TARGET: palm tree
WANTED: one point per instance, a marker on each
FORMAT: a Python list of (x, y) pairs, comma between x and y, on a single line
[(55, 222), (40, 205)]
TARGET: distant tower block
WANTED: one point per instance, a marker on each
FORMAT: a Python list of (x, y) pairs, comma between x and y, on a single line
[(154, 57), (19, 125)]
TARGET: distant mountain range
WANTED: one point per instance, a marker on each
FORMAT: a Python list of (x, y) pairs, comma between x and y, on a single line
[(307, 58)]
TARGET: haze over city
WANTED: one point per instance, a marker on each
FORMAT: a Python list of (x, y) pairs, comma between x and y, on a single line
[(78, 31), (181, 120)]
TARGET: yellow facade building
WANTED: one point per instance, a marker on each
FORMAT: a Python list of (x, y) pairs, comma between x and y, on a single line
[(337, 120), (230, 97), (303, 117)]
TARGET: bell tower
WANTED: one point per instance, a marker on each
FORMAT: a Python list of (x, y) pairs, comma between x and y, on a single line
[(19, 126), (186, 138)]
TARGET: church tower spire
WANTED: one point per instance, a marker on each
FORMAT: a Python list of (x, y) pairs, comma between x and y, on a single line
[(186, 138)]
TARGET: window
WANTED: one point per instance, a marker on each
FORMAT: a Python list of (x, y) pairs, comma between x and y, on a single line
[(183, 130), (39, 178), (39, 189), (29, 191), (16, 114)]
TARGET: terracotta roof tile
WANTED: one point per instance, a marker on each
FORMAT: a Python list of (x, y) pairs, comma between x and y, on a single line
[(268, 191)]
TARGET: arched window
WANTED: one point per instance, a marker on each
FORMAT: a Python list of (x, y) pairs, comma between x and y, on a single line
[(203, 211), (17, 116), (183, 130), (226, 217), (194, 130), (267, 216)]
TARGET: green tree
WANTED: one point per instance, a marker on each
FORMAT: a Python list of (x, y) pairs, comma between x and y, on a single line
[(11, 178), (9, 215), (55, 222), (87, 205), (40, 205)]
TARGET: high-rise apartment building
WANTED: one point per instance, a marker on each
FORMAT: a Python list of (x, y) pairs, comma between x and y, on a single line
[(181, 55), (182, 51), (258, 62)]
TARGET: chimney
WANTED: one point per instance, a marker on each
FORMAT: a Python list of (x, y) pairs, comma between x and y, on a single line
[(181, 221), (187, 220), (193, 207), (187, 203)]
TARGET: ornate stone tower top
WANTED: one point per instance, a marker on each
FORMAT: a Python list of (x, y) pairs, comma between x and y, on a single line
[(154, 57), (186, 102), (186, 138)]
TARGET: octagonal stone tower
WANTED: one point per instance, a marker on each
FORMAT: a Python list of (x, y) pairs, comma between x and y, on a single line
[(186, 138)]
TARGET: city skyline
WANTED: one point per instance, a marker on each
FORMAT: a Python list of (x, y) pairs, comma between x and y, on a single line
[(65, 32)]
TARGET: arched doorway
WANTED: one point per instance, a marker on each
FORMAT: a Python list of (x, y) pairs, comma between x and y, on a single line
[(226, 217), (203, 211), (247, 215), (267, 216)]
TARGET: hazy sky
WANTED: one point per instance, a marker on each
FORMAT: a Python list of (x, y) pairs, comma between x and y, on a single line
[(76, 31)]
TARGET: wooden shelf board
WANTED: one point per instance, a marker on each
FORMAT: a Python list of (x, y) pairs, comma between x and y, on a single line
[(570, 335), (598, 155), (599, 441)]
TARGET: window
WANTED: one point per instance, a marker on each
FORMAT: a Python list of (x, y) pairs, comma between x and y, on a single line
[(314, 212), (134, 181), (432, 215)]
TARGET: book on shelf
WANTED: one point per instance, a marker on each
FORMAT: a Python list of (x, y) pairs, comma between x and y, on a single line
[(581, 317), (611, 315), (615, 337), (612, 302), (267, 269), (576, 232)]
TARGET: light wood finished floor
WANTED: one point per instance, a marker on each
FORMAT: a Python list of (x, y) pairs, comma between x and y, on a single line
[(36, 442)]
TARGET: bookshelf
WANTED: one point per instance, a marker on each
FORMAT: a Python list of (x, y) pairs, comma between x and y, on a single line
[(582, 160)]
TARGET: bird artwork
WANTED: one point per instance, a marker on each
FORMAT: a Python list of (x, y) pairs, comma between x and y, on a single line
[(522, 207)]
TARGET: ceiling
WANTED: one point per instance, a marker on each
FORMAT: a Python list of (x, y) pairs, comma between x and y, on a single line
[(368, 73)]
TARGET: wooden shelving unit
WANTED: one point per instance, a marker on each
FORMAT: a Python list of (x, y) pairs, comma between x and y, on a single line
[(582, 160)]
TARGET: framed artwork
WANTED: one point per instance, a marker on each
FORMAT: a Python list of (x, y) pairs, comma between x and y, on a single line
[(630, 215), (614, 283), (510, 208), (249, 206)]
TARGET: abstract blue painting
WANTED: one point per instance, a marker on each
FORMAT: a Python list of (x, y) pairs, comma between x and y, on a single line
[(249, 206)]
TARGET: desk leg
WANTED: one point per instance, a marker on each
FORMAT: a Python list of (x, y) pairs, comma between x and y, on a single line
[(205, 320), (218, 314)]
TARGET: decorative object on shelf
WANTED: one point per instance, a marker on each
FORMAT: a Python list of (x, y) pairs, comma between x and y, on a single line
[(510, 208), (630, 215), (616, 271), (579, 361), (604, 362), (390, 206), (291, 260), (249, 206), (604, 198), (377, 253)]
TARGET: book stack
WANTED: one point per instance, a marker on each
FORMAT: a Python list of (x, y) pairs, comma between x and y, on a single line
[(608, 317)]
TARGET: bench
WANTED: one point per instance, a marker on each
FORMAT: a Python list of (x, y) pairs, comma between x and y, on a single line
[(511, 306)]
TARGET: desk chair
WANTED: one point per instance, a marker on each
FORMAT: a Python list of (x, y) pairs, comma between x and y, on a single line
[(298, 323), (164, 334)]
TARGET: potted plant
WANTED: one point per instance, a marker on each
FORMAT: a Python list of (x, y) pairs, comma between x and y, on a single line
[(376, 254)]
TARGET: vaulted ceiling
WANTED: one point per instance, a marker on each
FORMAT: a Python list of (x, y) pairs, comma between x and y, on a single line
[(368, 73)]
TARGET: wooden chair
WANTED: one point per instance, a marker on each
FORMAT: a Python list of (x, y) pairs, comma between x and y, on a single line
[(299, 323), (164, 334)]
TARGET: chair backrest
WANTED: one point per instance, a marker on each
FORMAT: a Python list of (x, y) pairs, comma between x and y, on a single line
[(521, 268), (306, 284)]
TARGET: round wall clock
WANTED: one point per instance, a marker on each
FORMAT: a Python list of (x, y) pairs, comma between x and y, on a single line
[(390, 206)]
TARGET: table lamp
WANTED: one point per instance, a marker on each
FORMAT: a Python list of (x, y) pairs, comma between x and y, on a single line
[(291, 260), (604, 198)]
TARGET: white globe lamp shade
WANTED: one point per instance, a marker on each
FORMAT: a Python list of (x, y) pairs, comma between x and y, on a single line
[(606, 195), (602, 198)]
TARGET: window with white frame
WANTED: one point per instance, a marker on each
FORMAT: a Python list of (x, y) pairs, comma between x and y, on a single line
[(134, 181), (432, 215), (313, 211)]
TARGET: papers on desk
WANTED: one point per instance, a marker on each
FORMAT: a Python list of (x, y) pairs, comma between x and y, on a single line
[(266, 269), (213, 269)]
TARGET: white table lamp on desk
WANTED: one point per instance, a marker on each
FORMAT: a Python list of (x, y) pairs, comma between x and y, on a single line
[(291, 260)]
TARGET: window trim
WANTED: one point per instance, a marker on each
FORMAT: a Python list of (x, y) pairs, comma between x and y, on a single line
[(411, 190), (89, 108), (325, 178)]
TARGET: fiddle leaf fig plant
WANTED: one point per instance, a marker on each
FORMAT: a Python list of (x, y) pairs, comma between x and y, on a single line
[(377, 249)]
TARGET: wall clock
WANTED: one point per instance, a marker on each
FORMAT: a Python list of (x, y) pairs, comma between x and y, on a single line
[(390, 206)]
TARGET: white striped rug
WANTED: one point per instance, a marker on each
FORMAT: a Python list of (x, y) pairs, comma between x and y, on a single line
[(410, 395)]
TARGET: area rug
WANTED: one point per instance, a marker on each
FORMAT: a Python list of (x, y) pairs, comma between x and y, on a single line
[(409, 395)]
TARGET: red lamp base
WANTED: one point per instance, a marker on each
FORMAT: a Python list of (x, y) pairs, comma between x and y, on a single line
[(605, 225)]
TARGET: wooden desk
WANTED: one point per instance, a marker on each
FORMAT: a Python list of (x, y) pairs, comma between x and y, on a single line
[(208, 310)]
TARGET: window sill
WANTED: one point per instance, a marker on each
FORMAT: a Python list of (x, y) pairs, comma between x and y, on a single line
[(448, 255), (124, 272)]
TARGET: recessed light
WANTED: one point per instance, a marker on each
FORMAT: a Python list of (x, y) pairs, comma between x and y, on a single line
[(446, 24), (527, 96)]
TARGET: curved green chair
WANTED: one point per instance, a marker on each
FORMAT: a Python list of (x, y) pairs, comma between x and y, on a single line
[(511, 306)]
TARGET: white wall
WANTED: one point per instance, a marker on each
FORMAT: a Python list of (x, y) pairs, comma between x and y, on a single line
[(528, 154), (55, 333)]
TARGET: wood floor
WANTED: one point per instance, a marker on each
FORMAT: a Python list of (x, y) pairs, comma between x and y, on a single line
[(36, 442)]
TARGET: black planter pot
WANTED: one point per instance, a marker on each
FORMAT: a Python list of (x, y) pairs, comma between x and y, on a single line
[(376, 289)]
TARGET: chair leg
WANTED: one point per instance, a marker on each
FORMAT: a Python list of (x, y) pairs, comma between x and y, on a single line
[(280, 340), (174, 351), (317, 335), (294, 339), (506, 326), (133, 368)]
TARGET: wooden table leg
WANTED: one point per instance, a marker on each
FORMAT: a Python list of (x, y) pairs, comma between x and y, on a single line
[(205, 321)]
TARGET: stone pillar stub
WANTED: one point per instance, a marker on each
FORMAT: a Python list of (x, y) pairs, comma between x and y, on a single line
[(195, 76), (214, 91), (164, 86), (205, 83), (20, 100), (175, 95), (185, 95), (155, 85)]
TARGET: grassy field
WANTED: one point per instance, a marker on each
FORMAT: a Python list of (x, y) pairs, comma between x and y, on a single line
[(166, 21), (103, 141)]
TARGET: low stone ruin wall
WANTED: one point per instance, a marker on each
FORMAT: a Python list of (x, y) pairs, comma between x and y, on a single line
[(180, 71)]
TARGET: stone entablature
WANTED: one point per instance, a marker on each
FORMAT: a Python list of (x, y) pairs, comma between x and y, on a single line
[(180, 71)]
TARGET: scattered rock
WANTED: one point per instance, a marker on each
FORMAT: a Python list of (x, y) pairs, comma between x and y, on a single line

________________________________________

Brief:
Express the listing from the line with "TARGET: haze over city" to the line with "[(78, 31), (181, 120)]", both included, as a Markdown table with the columns Row and Text. Number the rows, put each line in its own row, and leave out blank lines.

Solved problem:
| Row | Text |
|---|---|
| 1 | TARGET: haze over city |
| 2 | WANTED: one point per instance, a marker on each |
| 3 | FORMAT: a Python list of (x, y) pairs, comma between x and y, on a single line |
| 4 | [(78, 31), (181, 120)] |